WORK TO COMPLETE:
Please, could you print all the lines below exactly, leaving out the pictures?
---*---
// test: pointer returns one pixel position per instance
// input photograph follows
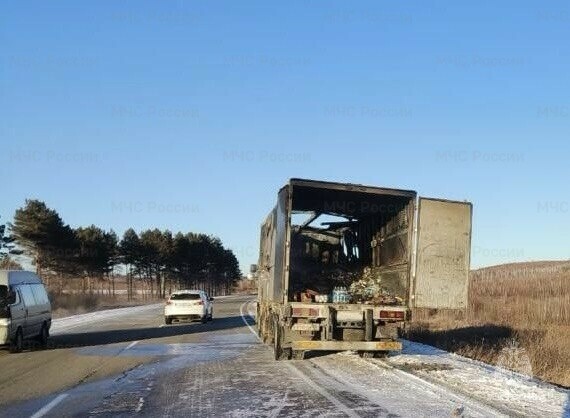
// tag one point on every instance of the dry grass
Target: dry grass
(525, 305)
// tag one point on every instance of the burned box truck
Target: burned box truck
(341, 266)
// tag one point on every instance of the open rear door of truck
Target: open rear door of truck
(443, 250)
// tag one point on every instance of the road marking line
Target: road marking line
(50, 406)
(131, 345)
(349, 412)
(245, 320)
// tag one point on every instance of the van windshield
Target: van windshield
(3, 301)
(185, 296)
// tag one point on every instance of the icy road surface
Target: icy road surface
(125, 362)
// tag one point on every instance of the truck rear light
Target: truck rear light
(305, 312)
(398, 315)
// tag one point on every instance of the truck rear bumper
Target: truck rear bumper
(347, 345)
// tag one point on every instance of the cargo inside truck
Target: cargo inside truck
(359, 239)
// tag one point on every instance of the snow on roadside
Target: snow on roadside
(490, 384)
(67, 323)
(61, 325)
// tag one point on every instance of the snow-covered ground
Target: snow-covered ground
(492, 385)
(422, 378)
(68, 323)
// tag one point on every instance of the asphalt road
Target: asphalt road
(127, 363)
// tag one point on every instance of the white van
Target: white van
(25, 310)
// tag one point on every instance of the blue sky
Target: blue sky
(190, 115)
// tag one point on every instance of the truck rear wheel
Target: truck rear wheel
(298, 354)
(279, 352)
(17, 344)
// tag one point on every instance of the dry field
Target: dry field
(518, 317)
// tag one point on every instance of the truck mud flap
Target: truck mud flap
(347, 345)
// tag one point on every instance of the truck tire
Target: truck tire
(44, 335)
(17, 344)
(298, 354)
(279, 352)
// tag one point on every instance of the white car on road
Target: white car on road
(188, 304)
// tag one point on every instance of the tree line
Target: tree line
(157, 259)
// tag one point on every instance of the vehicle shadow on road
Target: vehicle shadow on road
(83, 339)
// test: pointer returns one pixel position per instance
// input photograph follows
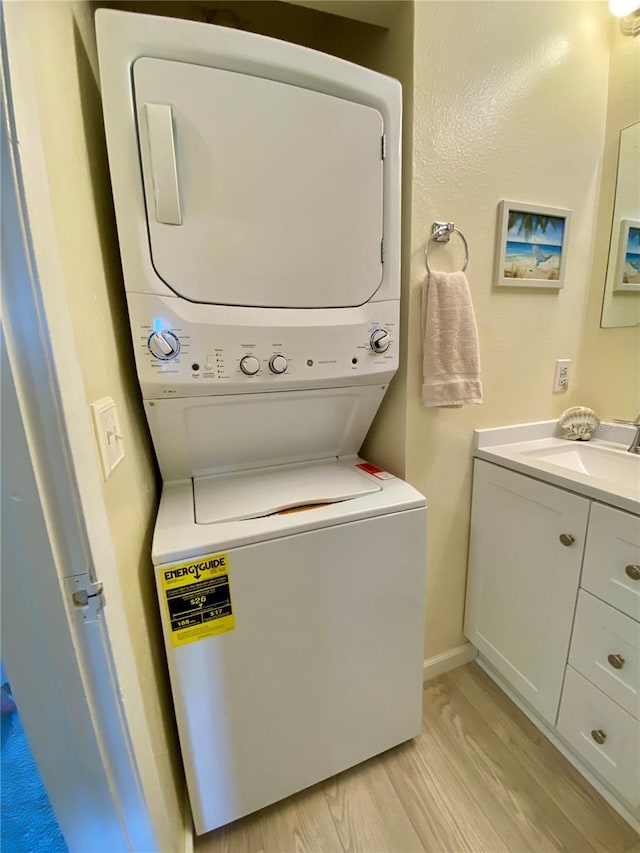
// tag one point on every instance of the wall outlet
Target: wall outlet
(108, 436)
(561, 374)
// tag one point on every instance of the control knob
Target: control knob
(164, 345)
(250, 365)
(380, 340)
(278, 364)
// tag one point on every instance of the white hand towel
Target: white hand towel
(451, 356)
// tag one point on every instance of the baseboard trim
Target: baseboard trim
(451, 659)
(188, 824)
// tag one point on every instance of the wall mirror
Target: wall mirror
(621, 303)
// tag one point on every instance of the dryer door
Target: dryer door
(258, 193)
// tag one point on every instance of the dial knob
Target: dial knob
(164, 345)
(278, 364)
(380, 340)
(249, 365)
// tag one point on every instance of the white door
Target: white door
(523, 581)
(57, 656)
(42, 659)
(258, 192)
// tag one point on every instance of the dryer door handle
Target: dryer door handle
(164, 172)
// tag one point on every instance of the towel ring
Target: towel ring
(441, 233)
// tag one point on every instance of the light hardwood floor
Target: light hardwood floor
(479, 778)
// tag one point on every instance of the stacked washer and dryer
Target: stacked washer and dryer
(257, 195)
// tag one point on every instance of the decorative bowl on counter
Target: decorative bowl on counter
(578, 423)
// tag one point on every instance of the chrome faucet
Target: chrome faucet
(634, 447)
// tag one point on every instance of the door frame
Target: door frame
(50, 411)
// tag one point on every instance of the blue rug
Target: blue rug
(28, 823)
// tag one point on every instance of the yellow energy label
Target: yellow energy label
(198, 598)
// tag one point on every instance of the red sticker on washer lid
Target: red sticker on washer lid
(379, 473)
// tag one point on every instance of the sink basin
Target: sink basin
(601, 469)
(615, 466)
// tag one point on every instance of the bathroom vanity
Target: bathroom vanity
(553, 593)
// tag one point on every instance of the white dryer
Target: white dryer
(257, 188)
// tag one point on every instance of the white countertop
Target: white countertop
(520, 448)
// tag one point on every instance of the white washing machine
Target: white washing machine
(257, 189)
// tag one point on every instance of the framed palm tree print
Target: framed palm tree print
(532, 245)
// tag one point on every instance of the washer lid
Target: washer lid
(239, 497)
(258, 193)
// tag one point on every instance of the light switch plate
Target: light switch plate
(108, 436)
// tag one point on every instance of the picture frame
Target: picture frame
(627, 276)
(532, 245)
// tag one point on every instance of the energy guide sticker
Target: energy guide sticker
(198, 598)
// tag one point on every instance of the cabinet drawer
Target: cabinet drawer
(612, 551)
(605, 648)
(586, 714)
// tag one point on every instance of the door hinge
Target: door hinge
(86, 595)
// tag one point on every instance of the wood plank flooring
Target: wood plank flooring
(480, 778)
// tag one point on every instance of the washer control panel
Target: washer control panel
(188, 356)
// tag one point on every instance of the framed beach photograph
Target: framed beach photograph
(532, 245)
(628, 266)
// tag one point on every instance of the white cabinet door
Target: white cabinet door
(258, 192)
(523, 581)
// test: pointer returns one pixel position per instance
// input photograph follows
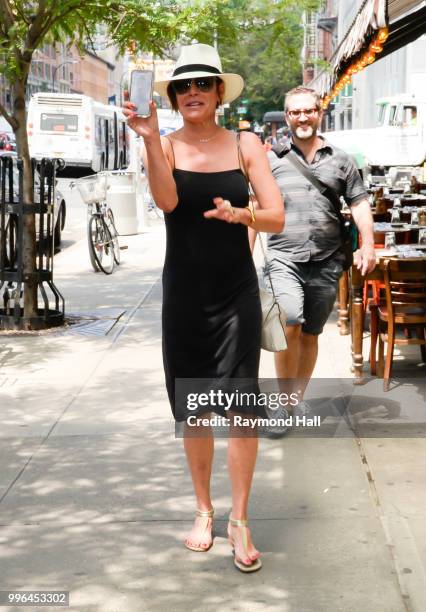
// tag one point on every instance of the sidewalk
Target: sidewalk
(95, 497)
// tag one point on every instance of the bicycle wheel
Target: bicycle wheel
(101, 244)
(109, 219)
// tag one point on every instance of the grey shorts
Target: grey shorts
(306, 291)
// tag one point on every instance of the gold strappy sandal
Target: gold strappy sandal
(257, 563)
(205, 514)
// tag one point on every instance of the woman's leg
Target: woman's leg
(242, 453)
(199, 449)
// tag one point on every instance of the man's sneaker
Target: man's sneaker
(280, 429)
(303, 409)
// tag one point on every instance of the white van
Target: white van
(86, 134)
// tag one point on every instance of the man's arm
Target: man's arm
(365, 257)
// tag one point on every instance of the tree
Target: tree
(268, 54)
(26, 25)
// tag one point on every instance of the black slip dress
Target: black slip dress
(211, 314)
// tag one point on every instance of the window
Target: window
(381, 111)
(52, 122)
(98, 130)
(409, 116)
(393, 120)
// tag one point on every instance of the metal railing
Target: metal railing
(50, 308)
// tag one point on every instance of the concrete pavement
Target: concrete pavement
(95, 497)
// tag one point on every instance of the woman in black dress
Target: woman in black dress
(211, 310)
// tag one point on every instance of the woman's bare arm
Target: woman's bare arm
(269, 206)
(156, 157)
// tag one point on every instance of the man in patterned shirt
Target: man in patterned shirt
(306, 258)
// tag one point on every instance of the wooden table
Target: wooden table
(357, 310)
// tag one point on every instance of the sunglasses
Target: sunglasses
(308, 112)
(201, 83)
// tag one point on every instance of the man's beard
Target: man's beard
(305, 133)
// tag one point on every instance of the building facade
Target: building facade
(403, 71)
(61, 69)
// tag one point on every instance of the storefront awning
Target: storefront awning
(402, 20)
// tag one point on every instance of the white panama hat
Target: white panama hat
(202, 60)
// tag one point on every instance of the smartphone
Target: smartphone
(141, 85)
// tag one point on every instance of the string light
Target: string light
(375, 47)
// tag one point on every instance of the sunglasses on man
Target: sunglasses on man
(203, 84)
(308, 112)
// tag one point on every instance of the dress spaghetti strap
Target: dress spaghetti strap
---*---
TASK OUTPUT:
// test: pointer returns one pixel position per instance
// input photograph follows
// tag one point on every instance of the dry grass
Target: dry grass
(525, 305)
// tag one point on every instance of the burned box truck
Target: burned box truck
(341, 266)
// tag one point on every instance of the open rear door of truck
Target: open rear door of truck
(443, 250)
// tag one point on every instance of the road marking line
Target: road marking line
(50, 406)
(131, 345)
(349, 412)
(245, 320)
// tag one point on every instance of the van windshield
Target: van windshield
(3, 301)
(185, 296)
// tag one point on every instance of the icy road surface
Target: icy road surface
(125, 362)
// tag one point on every instance of the truck rear light
Target: truck rear light
(305, 312)
(398, 315)
// tag one point on every instance of the truck rear bumper
Target: truck rear bumper
(347, 345)
// tag one point on every instance of the cargo inside truck
Target: cargo inside truck
(359, 239)
// tag one point on every instance of the snow on roadside
Target: snow on roadside
(490, 384)
(67, 323)
(61, 325)
// tag one point on every instance of the snow-covered ground
Target: snow-covered ground
(492, 385)
(422, 378)
(68, 323)
// tag one point on every instance of the asphalt road
Target: asphalt road
(127, 363)
// tag one point on every instance of the white van
Target: white van
(25, 310)
// tag one point on every instance of the blue sky
Target: blue sky
(190, 115)
// tag one point on every instance of the truck rear wheel
Target: truck rear wheel
(298, 354)
(279, 352)
(17, 344)
// tag one point on every instance of the dry field
Target: dry field
(518, 317)
// tag one point on every instance of the truck mud flap
Target: truck mud flap
(347, 345)
// tag one point on every instance of the truck tire
Target: truck tire
(44, 335)
(17, 344)
(298, 354)
(279, 352)
// tag one point on every instance of the white car on road
Target: white car on road
(188, 304)
// tag one point on every instance of the tree line
Target: tree line
(157, 259)
// tag one point on every instance of the vehicle shadow on road
Target: vehicle shadow on road
(83, 339)
// test: pointer returns one pixel position per instance
// input photograph follows
// tag one point on every instance of the wall outlet
Target: wall outlet
(108, 436)
(561, 374)
// tag one point on every instance of the control knob
Target: control knob
(164, 345)
(250, 365)
(380, 340)
(278, 364)
// tag one point on every instance of the white hand towel
Target: white hand towel
(451, 356)
// tag one point on every instance of the baseboard trim
Target: baseboard trim
(451, 659)
(188, 824)
// tag one point on every instance of the wall mirror
Target: wall mirror
(621, 303)
// tag one point on every instance of the dryer door
Target: dryer door
(258, 193)
// tag one point on every instance of the dial knob
Target: dial knob
(164, 345)
(278, 364)
(380, 340)
(249, 365)
// tag one point on every instance of the white door
Target: white door
(523, 581)
(57, 656)
(42, 659)
(258, 192)
// tag one point on every instance of the dryer door handle
Target: dryer door handle
(164, 172)
// tag one point on every instance of the towel ring
Target: towel ring
(441, 233)
// tag one point on every instance of the light hardwood floor
Target: light hardwood floor
(479, 778)
// tag one point on every instance of the stacked washer and dryer
Target: stacked washer and dryer
(257, 195)
// tag one point on every instance of the decorative bowl on counter
Target: decorative bowl on counter
(578, 423)
// tag one point on every instance of the chrome faucet
Target: chrome faucet
(634, 447)
// tag one point on every instance of the door frame
Target: door frame
(50, 411)
// tag one point on every instance of the blue rug
Target: blue rug
(28, 823)
// tag one point on every instance of the yellow energy label
Target: yellow energy label
(198, 598)
// tag one point on every instance of the red sticker on washer lid
Target: red sticker on washer lid
(379, 473)
// tag one point on every instance of the sink basin
Target: sink basin
(601, 469)
(615, 466)
// tag one point on every instance of the bathroom vanity
Target: bathroom vanity
(553, 593)
// tag one point on every instance of the white dryer
Target: white dryer
(257, 188)
// tag one point on every instance of the white countertop
Target: white countertop
(520, 448)
// tag one point on every instance of the white washing machine
Target: white washing machine
(257, 189)
// tag one point on every instance of the framed palm tree print
Target: framed palm tree print
(532, 245)
// tag one point on every instance of the washer lid
Target: washer lid
(239, 497)
(258, 193)
// tag one point on every instance of the light switch plate
Target: light switch plate
(108, 436)
// tag one point on every instance of the picture frame
Target: picture frame
(627, 276)
(532, 245)
// tag one point on every instance of the energy guide sticker
Target: energy guide sticker
(198, 598)
// tag one point on every instance of the cabinet drawer
Target: cabinet drawer
(612, 551)
(605, 648)
(586, 714)
// tag one point on every instance of the door hinge
Target: door hinge
(86, 595)
// tag one point on every instance of the wood plank flooring
Target: wood plank flooring
(480, 778)
// tag one point on every instance of the washer control panel
Target: washer control panel
(188, 356)
// tag one point on every instance of the framed beach photograph
Target: framed beach photograph
(532, 245)
(628, 266)
// tag one point on every instance of the white cabinet door
Target: white cabinet door
(258, 192)
(523, 581)
// test: pointer returns one pixel position per instance
// input photograph follows
// tag one point on every instance of the sidewalk
Target: sidewalk
(95, 497)
// tag one point on every instance of the bicycle wheel
Target: bicycle wheel
(101, 244)
(109, 219)
// tag one point on every instance of the grey shorts
Target: grey shorts
(306, 291)
// tag one point on every instance of the gold strappy sandal
Target: gold strappy sandal
(257, 563)
(205, 514)
// tag one point on every instance of the woman's leg
Target: woman's leg
(242, 453)
(199, 449)
// tag one point on every instance of the man's sneaker
Target: man's sneaker
(280, 429)
(303, 409)
// tag one point on every instance of the white van
Target: white van
(86, 134)
// tag one point on every instance of the man's arm
Target: man's arm
(365, 257)
// tag one point on every instance of the tree
Target: tree
(268, 54)
(26, 25)
// tag one point on every instance of the black slip dress
Target: black slip dress
(211, 314)
// tag one point on every instance of the window
Target: window
(381, 111)
(52, 122)
(98, 130)
(409, 116)
(393, 120)
// tag one point on every instance of the metal railing
Target: metal railing
(50, 308)
// tag one point on every instance of the concrete pavement
Target: concrete pavement
(95, 497)
// tag one point on every instance of the woman in black dress
Target: woman in black dress
(211, 310)
// tag one point on every instance of the woman's bare arm
Target: woman's bare arm
(269, 206)
(156, 157)
// tag one point on every instance of the man in patterned shirt
Target: man in patterned shirt
(306, 258)
// tag one point on every instance of the wooden table
Target: wooden table
(357, 310)
// tag one point on every instance of the sunglasses
Target: sunglasses
(308, 112)
(201, 83)
// tag one point on every instance of the man's beard
Target: man's beard
(305, 133)
// tag one point on every instance of the building facade
Target: building facade
(403, 71)
(61, 69)
// tag one point on every instance of the storefront awning
Target: storefront awning
(402, 20)
// tag one point on every instance of the white panama hat
Target: white panama hat
(202, 60)
// tag one point on every instance of the smartphone
Target: smartphone
(141, 85)
// tag one point on every instance of the string light
Target: string light
(375, 47)
// tag one point on every instance of the sunglasses on man
Target: sunglasses on man
(203, 84)
(308, 112)
// tag one point on every instance of the dress spaghetti strap
Target: dress spaghetti strap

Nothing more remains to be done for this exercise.